Exercise inputs ->
------
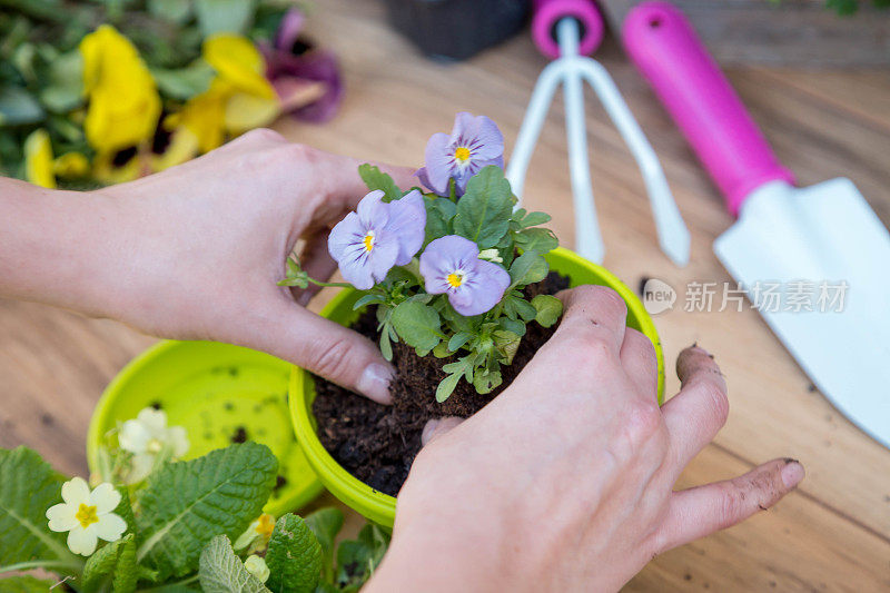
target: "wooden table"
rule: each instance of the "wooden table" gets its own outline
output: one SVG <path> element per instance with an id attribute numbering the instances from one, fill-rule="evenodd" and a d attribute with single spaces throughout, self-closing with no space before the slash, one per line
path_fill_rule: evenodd
<path id="1" fill-rule="evenodd" d="M 377 2 L 328 0 L 316 7 L 312 30 L 340 56 L 348 93 L 339 116 L 326 126 L 279 122 L 288 138 L 359 158 L 418 165 L 427 137 L 449 130 L 454 113 L 467 110 L 494 118 L 512 147 L 532 86 L 546 63 L 527 36 L 469 62 L 443 66 L 423 59 L 390 31 Z M 732 220 L 616 43 L 607 41 L 597 58 L 661 157 L 692 231 L 692 261 L 679 269 L 659 250 L 634 162 L 602 107 L 591 99 L 587 127 L 605 265 L 632 287 L 649 276 L 678 288 L 681 300 L 674 310 L 655 319 L 669 368 L 682 347 L 698 342 L 715 354 L 730 385 L 732 411 L 725 428 L 693 461 L 679 486 L 726 478 L 780 456 L 801 459 L 808 473 L 775 508 L 655 559 L 627 590 L 890 589 L 890 451 L 809 387 L 755 312 L 682 310 L 686 283 L 731 281 L 711 243 Z M 887 71 L 728 73 L 801 184 L 849 176 L 884 224 L 890 223 Z M 553 228 L 572 246 L 560 103 L 557 98 L 541 136 L 525 195 L 530 207 L 553 214 Z M 83 475 L 83 443 L 96 399 L 121 366 L 152 342 L 113 322 L 0 300 L 0 446 L 26 444 L 60 471 Z M 669 375 L 671 394 L 678 380 Z M 358 524 L 350 514 L 349 525 Z"/>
------
What you are asked to do ->
Please give the material above as a CSV with two columns, text and answer, with one row for each answer and one quoted field per value. Replace line breaks with spaces, and leave out the pictures.

Answer for this exercise ->
text,answer
"target: ""wooden table"" rule: each instance of the ""wooden table"" gets its own outline output: one SVG <path> element per instance with an id attribute numbering the instances from one, fill-rule=""evenodd"" and a d attribute with single spaces throughout, self-closing with no space before the slash, one per line path_fill_rule: evenodd","<path id=""1"" fill-rule=""evenodd"" d=""M 377 2 L 328 0 L 316 7 L 312 30 L 340 56 L 348 93 L 339 116 L 326 126 L 279 122 L 288 138 L 359 158 L 418 165 L 427 137 L 449 130 L 454 113 L 467 110 L 494 118 L 512 147 L 532 86 L 546 63 L 527 36 L 469 62 L 443 66 L 423 59 L 390 31 Z M 732 220 L 616 43 L 607 41 L 597 58 L 661 157 L 692 231 L 692 261 L 679 269 L 659 250 L 634 162 L 602 107 L 591 99 L 587 127 L 605 265 L 632 287 L 649 276 L 678 288 L 681 300 L 674 310 L 655 319 L 669 368 L 682 347 L 698 342 L 715 354 L 730 385 L 732 411 L 725 428 L 693 461 L 679 486 L 726 478 L 780 456 L 801 459 L 808 473 L 775 508 L 655 559 L 627 590 L 890 589 L 890 451 L 809 387 L 755 312 L 682 310 L 686 283 L 731 281 L 711 243 Z M 887 71 L 728 73 L 801 184 L 849 176 L 884 224 L 890 223 Z M 553 228 L 572 246 L 560 103 L 557 98 L 541 136 L 525 195 L 530 207 L 553 214 Z M 83 475 L 83 443 L 96 399 L 121 366 L 152 342 L 113 322 L 0 300 L 0 446 L 26 444 L 60 471 Z M 669 375 L 671 394 L 678 380 Z M 358 524 L 350 514 L 349 525 Z""/>"